# Exercise aim:
Your answer should be one number: the count of lines below that contain "negative".

____ Dataset

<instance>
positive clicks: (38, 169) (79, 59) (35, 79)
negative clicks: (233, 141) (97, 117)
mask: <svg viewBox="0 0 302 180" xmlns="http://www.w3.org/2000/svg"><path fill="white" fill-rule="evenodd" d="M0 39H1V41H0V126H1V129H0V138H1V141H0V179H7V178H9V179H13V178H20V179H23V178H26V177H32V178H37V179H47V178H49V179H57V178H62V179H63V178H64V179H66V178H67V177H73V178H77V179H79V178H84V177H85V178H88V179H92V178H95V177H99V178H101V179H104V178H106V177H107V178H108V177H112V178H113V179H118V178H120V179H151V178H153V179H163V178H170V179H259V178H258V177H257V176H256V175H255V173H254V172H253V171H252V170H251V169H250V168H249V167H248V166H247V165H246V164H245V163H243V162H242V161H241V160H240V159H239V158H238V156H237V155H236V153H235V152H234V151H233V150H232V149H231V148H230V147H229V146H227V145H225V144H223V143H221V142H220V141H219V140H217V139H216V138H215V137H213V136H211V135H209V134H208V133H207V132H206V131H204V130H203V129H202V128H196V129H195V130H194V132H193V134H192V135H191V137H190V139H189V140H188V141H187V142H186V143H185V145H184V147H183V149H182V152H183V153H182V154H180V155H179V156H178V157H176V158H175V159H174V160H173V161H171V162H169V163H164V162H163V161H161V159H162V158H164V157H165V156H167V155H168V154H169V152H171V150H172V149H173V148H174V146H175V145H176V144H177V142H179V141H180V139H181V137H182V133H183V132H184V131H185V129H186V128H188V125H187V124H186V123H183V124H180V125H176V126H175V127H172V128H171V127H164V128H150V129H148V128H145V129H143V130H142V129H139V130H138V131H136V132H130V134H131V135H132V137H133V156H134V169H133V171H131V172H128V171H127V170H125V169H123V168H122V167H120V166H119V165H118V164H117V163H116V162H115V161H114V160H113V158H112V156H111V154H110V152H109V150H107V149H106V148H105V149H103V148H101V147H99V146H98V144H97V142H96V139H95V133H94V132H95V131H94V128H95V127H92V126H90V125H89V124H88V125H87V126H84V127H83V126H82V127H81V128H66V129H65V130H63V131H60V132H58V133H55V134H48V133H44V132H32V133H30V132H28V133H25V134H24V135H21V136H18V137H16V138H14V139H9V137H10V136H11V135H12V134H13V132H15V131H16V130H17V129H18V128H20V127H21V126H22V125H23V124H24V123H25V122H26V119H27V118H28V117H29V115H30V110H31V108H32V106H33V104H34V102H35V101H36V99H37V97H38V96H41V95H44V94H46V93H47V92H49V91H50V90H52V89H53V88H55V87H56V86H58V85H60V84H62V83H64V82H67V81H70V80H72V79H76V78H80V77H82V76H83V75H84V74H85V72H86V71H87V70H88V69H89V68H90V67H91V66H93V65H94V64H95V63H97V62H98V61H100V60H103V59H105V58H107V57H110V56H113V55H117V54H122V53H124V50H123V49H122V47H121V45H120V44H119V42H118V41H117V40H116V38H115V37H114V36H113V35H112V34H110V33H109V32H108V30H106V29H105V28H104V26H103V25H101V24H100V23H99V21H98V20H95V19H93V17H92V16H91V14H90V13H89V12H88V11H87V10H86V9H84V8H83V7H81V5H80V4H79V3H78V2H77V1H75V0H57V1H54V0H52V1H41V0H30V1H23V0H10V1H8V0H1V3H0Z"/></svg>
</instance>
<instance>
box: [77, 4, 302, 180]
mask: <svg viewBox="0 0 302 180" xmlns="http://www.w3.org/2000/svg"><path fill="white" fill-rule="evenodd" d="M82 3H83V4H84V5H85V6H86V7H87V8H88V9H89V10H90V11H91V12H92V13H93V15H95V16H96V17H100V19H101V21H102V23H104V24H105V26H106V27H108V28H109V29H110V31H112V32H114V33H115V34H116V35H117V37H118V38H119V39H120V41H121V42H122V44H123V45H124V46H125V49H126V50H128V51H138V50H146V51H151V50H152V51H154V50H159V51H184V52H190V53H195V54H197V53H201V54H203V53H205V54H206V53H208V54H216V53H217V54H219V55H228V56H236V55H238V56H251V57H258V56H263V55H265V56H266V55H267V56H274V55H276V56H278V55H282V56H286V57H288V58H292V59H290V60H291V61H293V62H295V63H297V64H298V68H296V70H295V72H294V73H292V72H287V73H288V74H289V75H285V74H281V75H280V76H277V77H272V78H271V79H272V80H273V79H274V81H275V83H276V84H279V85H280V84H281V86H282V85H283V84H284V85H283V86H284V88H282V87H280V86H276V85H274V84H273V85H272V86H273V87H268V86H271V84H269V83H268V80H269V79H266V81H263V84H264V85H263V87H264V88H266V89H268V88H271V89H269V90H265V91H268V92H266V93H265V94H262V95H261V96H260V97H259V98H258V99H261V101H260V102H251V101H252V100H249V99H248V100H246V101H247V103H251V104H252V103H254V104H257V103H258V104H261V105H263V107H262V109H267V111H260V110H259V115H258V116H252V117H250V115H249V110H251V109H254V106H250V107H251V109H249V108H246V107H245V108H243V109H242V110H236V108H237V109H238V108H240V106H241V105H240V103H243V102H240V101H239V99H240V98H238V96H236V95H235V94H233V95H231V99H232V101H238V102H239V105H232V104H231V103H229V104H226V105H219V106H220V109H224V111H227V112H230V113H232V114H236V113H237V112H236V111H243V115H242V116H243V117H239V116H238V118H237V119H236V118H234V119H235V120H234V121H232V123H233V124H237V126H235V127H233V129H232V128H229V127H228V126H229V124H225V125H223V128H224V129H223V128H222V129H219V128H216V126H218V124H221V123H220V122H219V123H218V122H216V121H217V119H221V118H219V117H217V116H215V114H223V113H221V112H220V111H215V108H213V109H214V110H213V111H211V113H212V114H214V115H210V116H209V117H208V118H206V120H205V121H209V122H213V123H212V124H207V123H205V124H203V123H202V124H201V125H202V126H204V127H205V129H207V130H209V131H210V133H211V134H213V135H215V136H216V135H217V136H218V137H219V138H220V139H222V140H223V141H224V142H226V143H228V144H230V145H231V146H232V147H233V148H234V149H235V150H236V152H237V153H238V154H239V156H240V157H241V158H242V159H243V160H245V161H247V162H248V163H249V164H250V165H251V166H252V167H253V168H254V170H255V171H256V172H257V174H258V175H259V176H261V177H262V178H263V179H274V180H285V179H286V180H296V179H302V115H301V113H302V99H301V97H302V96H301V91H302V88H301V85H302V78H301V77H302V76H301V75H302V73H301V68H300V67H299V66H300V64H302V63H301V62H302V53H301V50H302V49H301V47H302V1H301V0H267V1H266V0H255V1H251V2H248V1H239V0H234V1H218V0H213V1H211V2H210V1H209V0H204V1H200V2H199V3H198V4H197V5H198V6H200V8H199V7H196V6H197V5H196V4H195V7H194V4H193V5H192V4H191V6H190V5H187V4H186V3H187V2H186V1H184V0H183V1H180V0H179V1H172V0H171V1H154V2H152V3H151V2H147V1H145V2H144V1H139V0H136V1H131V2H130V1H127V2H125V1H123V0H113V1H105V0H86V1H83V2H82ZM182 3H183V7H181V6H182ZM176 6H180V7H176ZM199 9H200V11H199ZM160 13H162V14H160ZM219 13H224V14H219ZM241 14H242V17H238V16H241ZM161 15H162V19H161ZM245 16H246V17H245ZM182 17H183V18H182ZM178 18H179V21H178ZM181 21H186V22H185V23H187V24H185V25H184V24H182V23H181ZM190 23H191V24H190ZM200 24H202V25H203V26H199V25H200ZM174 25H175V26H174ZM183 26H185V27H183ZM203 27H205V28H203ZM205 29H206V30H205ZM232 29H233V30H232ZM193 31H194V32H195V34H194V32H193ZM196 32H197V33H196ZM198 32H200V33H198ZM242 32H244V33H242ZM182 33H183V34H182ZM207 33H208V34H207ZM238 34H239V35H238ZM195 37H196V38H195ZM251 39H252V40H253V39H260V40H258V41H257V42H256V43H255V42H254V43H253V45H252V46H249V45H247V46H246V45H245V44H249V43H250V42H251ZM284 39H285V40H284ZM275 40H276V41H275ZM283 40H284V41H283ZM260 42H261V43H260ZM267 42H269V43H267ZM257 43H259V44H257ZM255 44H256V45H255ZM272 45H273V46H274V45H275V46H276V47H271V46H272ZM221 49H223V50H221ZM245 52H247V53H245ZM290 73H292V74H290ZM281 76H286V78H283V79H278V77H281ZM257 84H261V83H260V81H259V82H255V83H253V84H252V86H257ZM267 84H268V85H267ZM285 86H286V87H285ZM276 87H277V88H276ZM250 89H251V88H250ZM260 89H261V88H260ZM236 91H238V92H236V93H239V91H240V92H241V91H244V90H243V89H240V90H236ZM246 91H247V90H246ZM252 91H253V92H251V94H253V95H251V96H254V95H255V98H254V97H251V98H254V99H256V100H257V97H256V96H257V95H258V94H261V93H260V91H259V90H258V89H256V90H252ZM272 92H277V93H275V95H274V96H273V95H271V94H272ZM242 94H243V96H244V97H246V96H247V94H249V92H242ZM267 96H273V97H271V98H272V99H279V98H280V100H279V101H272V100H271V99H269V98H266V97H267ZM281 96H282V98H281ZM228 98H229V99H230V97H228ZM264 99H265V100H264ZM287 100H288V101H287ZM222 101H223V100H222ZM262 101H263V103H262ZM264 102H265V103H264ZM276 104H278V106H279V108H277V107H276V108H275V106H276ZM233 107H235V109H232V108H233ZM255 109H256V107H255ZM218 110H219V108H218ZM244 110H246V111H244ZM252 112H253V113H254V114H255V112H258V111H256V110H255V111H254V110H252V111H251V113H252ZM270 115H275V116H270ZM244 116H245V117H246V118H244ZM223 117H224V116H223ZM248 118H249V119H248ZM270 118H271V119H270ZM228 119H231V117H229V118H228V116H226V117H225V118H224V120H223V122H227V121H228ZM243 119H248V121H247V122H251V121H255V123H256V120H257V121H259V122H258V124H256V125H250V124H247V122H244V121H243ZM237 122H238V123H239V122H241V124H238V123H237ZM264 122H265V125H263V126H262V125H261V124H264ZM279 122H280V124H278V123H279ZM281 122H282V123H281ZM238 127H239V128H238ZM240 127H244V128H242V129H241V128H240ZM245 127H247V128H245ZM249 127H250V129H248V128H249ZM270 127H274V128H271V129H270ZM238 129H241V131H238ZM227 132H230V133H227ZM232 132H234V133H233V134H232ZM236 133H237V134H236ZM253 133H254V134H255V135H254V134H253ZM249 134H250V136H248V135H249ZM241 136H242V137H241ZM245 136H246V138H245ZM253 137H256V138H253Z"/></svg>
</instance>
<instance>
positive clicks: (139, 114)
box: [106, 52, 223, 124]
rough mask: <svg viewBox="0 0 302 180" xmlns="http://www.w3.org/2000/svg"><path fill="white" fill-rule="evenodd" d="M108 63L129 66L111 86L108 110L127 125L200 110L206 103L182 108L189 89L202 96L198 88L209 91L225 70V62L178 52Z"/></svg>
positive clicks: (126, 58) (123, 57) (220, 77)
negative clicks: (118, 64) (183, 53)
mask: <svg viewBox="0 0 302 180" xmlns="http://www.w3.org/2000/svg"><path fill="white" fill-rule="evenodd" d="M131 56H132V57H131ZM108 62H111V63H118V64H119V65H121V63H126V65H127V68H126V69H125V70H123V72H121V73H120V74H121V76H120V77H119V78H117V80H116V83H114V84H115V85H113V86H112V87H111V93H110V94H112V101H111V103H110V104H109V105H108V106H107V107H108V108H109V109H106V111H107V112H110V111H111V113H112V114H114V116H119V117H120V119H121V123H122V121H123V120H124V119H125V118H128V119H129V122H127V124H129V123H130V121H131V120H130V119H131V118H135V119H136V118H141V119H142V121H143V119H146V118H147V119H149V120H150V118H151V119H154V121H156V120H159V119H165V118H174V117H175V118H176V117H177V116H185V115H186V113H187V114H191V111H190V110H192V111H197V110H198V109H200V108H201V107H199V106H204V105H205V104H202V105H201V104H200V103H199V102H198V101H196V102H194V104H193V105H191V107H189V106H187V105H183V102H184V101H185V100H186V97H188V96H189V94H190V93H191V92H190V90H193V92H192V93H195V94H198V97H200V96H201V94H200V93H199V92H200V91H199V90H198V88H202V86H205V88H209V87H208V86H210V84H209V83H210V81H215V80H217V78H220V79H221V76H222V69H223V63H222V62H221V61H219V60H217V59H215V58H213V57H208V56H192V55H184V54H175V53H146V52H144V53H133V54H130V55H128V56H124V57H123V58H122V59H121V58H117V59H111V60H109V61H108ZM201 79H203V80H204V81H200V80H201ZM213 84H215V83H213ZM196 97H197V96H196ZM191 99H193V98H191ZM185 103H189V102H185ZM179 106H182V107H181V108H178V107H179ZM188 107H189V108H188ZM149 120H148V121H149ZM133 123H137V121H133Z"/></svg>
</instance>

________

# Task response:
2